___ Material to process ___

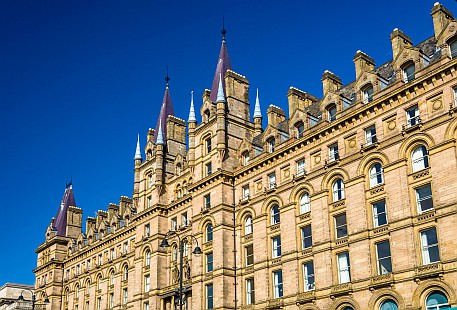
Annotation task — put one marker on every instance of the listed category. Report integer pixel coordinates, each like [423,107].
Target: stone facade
[349,203]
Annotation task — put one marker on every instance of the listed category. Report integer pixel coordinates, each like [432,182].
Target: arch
[428,286]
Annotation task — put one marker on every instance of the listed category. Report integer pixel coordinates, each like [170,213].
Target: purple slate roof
[223,64]
[165,111]
[60,223]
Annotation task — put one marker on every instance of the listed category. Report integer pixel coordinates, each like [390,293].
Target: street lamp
[180,293]
[21,298]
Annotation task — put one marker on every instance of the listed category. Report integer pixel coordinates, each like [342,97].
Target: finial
[192,117]
[223,31]
[220,91]
[257,111]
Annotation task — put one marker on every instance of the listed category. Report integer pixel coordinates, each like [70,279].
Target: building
[349,202]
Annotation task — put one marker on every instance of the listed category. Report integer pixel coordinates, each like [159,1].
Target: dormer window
[408,72]
[367,93]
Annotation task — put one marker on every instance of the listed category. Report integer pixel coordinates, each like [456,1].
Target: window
[368,94]
[383,257]
[250,296]
[338,190]
[271,181]
[308,276]
[209,232]
[306,237]
[248,225]
[275,215]
[124,296]
[419,158]
[388,304]
[300,128]
[429,243]
[304,203]
[370,135]
[271,145]
[300,167]
[209,296]
[376,175]
[437,301]
[249,250]
[333,152]
[245,158]
[408,72]
[147,282]
[209,262]
[412,116]
[379,213]
[331,113]
[277,284]
[341,226]
[424,198]
[276,246]
[344,275]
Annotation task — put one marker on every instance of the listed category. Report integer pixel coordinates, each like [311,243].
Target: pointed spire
[192,117]
[257,111]
[160,134]
[138,149]
[223,64]
[220,91]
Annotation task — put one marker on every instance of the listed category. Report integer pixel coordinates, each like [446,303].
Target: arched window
[419,158]
[304,203]
[437,301]
[147,258]
[248,225]
[389,304]
[209,232]
[275,215]
[271,145]
[338,190]
[376,175]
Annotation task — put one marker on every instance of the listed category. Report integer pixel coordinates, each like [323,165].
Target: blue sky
[80,79]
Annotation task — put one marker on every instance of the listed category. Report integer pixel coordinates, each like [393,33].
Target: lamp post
[197,250]
[21,298]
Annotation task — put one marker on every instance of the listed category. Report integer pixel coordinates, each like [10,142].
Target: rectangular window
[333,152]
[209,296]
[383,257]
[308,276]
[424,198]
[250,296]
[344,275]
[379,213]
[209,262]
[429,243]
[277,284]
[370,135]
[271,180]
[300,167]
[276,246]
[412,116]
[341,226]
[306,237]
[249,250]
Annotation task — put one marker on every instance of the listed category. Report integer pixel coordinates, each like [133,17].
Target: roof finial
[223,31]
[192,117]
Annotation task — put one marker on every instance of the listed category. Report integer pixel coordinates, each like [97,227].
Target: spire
[165,111]
[220,91]
[192,117]
[68,199]
[223,64]
[138,150]
[160,134]
[257,111]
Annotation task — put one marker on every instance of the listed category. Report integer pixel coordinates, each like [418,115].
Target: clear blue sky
[80,79]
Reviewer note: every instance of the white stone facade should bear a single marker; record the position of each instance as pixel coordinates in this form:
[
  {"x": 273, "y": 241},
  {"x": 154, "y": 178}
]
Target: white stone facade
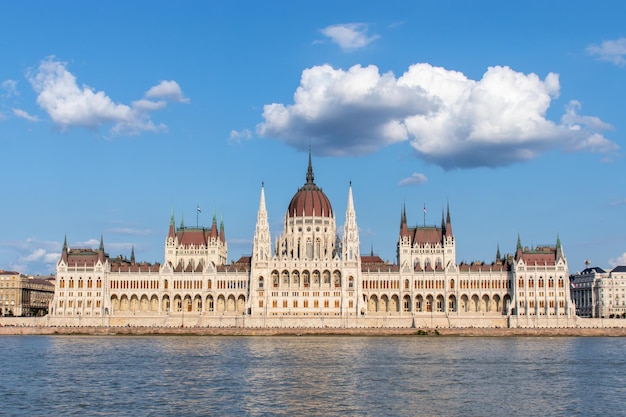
[
  {"x": 312, "y": 278},
  {"x": 598, "y": 293}
]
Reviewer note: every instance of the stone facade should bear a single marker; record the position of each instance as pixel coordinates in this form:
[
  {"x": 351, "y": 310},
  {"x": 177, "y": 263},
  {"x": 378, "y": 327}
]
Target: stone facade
[
  {"x": 598, "y": 293},
  {"x": 312, "y": 277},
  {"x": 21, "y": 295}
]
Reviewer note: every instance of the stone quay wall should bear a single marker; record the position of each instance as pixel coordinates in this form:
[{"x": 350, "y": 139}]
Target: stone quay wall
[{"x": 383, "y": 325}]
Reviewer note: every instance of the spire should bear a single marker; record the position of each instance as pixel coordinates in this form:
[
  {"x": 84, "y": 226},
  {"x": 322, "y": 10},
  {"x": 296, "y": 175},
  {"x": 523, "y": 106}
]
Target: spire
[
  {"x": 101, "y": 249},
  {"x": 214, "y": 233},
  {"x": 309, "y": 172},
  {"x": 559, "y": 248},
  {"x": 172, "y": 229},
  {"x": 350, "y": 245},
  {"x": 222, "y": 235},
  {"x": 65, "y": 250},
  {"x": 261, "y": 248},
  {"x": 443, "y": 224},
  {"x": 404, "y": 229},
  {"x": 519, "y": 251},
  {"x": 448, "y": 221},
  {"x": 262, "y": 202}
]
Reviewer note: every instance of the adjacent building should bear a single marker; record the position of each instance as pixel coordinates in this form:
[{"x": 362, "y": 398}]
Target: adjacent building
[
  {"x": 598, "y": 293},
  {"x": 312, "y": 275},
  {"x": 24, "y": 296}
]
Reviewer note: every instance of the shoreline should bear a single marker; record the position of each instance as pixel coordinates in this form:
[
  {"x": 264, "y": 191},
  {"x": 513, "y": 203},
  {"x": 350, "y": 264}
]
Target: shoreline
[{"x": 230, "y": 331}]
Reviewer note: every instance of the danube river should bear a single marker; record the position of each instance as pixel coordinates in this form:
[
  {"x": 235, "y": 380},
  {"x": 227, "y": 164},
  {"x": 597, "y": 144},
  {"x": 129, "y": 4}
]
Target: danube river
[{"x": 311, "y": 376}]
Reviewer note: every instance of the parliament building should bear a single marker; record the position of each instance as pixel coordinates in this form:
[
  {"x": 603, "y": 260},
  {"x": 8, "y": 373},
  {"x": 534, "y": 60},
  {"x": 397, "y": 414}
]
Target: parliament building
[{"x": 312, "y": 276}]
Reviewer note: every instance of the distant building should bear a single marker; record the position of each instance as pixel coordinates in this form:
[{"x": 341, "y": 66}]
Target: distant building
[
  {"x": 21, "y": 295},
  {"x": 312, "y": 276},
  {"x": 598, "y": 293}
]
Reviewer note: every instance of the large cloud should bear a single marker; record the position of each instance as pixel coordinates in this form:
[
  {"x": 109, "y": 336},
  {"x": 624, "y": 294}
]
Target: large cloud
[
  {"x": 450, "y": 120},
  {"x": 69, "y": 104}
]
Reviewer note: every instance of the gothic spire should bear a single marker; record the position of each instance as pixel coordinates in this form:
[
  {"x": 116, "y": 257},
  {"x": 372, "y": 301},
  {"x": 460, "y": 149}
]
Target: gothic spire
[{"x": 309, "y": 172}]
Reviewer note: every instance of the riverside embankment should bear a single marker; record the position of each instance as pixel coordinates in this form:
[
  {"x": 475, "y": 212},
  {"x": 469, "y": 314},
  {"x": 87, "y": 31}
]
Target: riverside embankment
[{"x": 211, "y": 331}]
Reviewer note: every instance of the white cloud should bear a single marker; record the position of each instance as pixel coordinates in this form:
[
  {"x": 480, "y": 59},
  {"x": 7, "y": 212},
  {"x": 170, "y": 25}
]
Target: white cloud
[
  {"x": 349, "y": 36},
  {"x": 414, "y": 179},
  {"x": 612, "y": 51},
  {"x": 345, "y": 112},
  {"x": 237, "y": 136},
  {"x": 70, "y": 105},
  {"x": 24, "y": 115},
  {"x": 620, "y": 260},
  {"x": 34, "y": 256},
  {"x": 169, "y": 90},
  {"x": 449, "y": 120}
]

___

#### What is expected:
This task calls for the records to be copied exactly, without pictures.

#### Exercise solution:
Annotation task — put one marker on every instance of the listed category. Report integer pixel coordinates, each like [423,107].
Target: stone facade
[349,203]
Annotation task — put one marker on every instance of the listed category. Report integer pixel coordinates, each like [432,182].
Target: arch
[428,286]
Annotation task — put one marker on every instance of the listed category. Report integer pixel coordinates, each like [170,213].
Target: purple slate roof
[223,64]
[165,111]
[60,223]
Annotation task — put one marker on every instance of the listed category. Report integer pixel coordinates, each like [390,293].
Target: street lamp
[180,293]
[21,298]
Annotation task — put one marker on every instance of the listed category. Report integer pixel coordinates, each like [342,97].
Target: finial
[192,117]
[223,31]
[220,91]
[257,111]
Annotation task — put one marker on every instance of the listed category. Report integer pixel coordinates, each like [70,279].
Target: building
[349,202]
Annotation task — put one marker on every instance of the listed category. Report integer pixel coordinates, each like [159,1].
Target: dormer window
[408,72]
[367,93]
Annotation task — put one marker on every instance of the listed category. Report integer pixel coordinates, each like [456,1].
Target: window
[368,94]
[383,257]
[250,296]
[338,190]
[271,181]
[308,276]
[209,232]
[306,237]
[248,225]
[275,215]
[124,296]
[419,158]
[388,304]
[300,128]
[429,243]
[304,203]
[370,135]
[271,145]
[300,167]
[209,296]
[376,175]
[437,301]
[249,250]
[333,152]
[245,158]
[408,72]
[147,282]
[209,262]
[412,116]
[379,213]
[331,113]
[277,284]
[341,226]
[424,198]
[276,246]
[344,275]
Annotation task — put one marker on every instance of the listed category. Report integer pixel coordinates, each like [311,243].
Target: pointed spire
[192,117]
[257,111]
[160,134]
[138,149]
[223,64]
[220,91]
Annotation task — put one marker on every instance of the listed category. Report integer pixel coordinates, each like [446,303].
Target: arched window
[419,158]
[304,203]
[437,301]
[147,258]
[248,225]
[389,304]
[209,232]
[275,215]
[271,145]
[338,190]
[376,175]
Annotation task — put one marker on every instance of the listed category. Report integer pixel coordinates, each like [323,165].
Target: blue sky
[80,79]
Annotation task — put one marker on every instance of the listed category. Report integer pixel coordinates, each like [393,33].
Target: lamp post
[197,250]
[21,298]
Annotation task — put one marker on every instance of the listed category. Report integer pixel coordinates, each like [10,142].
Target: rectangular window
[333,152]
[209,296]
[383,257]
[308,276]
[424,198]
[250,296]
[344,275]
[379,213]
[209,262]
[429,243]
[277,284]
[370,135]
[271,180]
[300,167]
[276,246]
[412,116]
[341,226]
[306,237]
[249,250]
Annotation task — put one marker on every instance of the listed category. Report integer pixel coordinates, each like [133,17].
Target: roof finial
[223,31]
[192,117]
Annotation task — put one marker on every instance of the listed category. Report integer pixel coordinates, each like [97,227].
Target: spire
[165,111]
[220,91]
[192,117]
[68,199]
[223,64]
[138,150]
[160,134]
[257,111]
Annotation task — put one marker on every instance of the listed category. Report integer pixel coordinates, each like [418,115].
Target: clear blue sky
[80,79]
Reviewer note: every instance of the white stone facade should bear a single marker; record the position of each instance as pixel coordinates in this form:
[
  {"x": 273, "y": 241},
  {"x": 154, "y": 178}
]
Target: white stone facade
[
  {"x": 312, "y": 278},
  {"x": 598, "y": 293}
]
Reviewer note: every instance of the stone facade should bear a single marker; record the position of each instance as pixel coordinates in this form:
[
  {"x": 351, "y": 310},
  {"x": 177, "y": 263},
  {"x": 378, "y": 327}
]
Target: stone facade
[
  {"x": 598, "y": 293},
  {"x": 312, "y": 277},
  {"x": 21, "y": 295}
]
Reviewer note: every instance of the stone quay wall should bear a single marker; record the position of each instance as pixel coordinates in this form:
[{"x": 350, "y": 139}]
Target: stone quay wall
[{"x": 383, "y": 325}]
Reviewer note: every instance of the spire should bear a single marker; record the position of each instance as pixel coordinates in this form:
[
  {"x": 84, "y": 226},
  {"x": 322, "y": 10},
  {"x": 296, "y": 175},
  {"x": 523, "y": 106}
]
Target: spire
[
  {"x": 101, "y": 249},
  {"x": 214, "y": 233},
  {"x": 309, "y": 172},
  {"x": 559, "y": 248},
  {"x": 172, "y": 229},
  {"x": 350, "y": 245},
  {"x": 222, "y": 235},
  {"x": 65, "y": 250},
  {"x": 261, "y": 248},
  {"x": 443, "y": 224},
  {"x": 404, "y": 229},
  {"x": 519, "y": 251},
  {"x": 448, "y": 221},
  {"x": 262, "y": 202}
]
Reviewer note: every instance of the adjacent building should bear a single marker; record the position of each instance as pixel coordinates in this form:
[{"x": 362, "y": 398}]
Target: adjacent building
[
  {"x": 598, "y": 293},
  {"x": 312, "y": 275},
  {"x": 24, "y": 296}
]
Reviewer note: every instance of the shoreline should bear a single marker; record the position of each instance as pixel coordinates in this form:
[
  {"x": 264, "y": 191},
  {"x": 513, "y": 203},
  {"x": 350, "y": 264}
]
Target: shoreline
[{"x": 230, "y": 331}]
Reviewer note: every instance of the danube river should bear a single marker; record the position of each instance as pixel coordinates in this form:
[
  {"x": 235, "y": 380},
  {"x": 227, "y": 164},
  {"x": 597, "y": 144},
  {"x": 129, "y": 4}
]
Target: danube river
[{"x": 311, "y": 376}]
Reviewer note: every instance of the parliament building should bear a single marker; record the position of each instance as pixel coordinates in this form:
[
  {"x": 603, "y": 260},
  {"x": 8, "y": 373},
  {"x": 534, "y": 60},
  {"x": 397, "y": 414}
]
Target: parliament building
[{"x": 312, "y": 276}]
Reviewer note: every instance of the distant building should bear a single marker; record the position of each instance as pixel coordinates in this form:
[{"x": 341, "y": 66}]
Target: distant building
[
  {"x": 21, "y": 295},
  {"x": 312, "y": 276},
  {"x": 598, "y": 293}
]
Reviewer note: every instance of the large cloud should bear a single marker; record the position of each instance as pixel coordinates in this form:
[
  {"x": 109, "y": 336},
  {"x": 624, "y": 294}
]
Target: large cloud
[
  {"x": 450, "y": 120},
  {"x": 69, "y": 104}
]
Reviewer note: every instance of the gothic spire should bear a single marker; record the position of each instance as pixel coordinates in this form:
[
  {"x": 116, "y": 257},
  {"x": 372, "y": 301},
  {"x": 460, "y": 149}
]
Target: gothic spire
[{"x": 309, "y": 172}]
Reviewer note: every instance of the riverside embankment should bear a single marker; record the position of each instance as pixel coordinates in this form:
[
  {"x": 475, "y": 212},
  {"x": 469, "y": 314},
  {"x": 87, "y": 31}
]
Target: riverside embankment
[{"x": 211, "y": 331}]
Reviewer note: every instance of the white cloud should bear a single marker; record the position of each instance as pixel coordinates in this form:
[
  {"x": 480, "y": 59},
  {"x": 7, "y": 212},
  {"x": 170, "y": 25}
]
Target: white cloud
[
  {"x": 349, "y": 36},
  {"x": 414, "y": 179},
  {"x": 612, "y": 51},
  {"x": 345, "y": 112},
  {"x": 237, "y": 136},
  {"x": 70, "y": 105},
  {"x": 24, "y": 115},
  {"x": 620, "y": 260},
  {"x": 34, "y": 256},
  {"x": 169, "y": 90},
  {"x": 449, "y": 120}
]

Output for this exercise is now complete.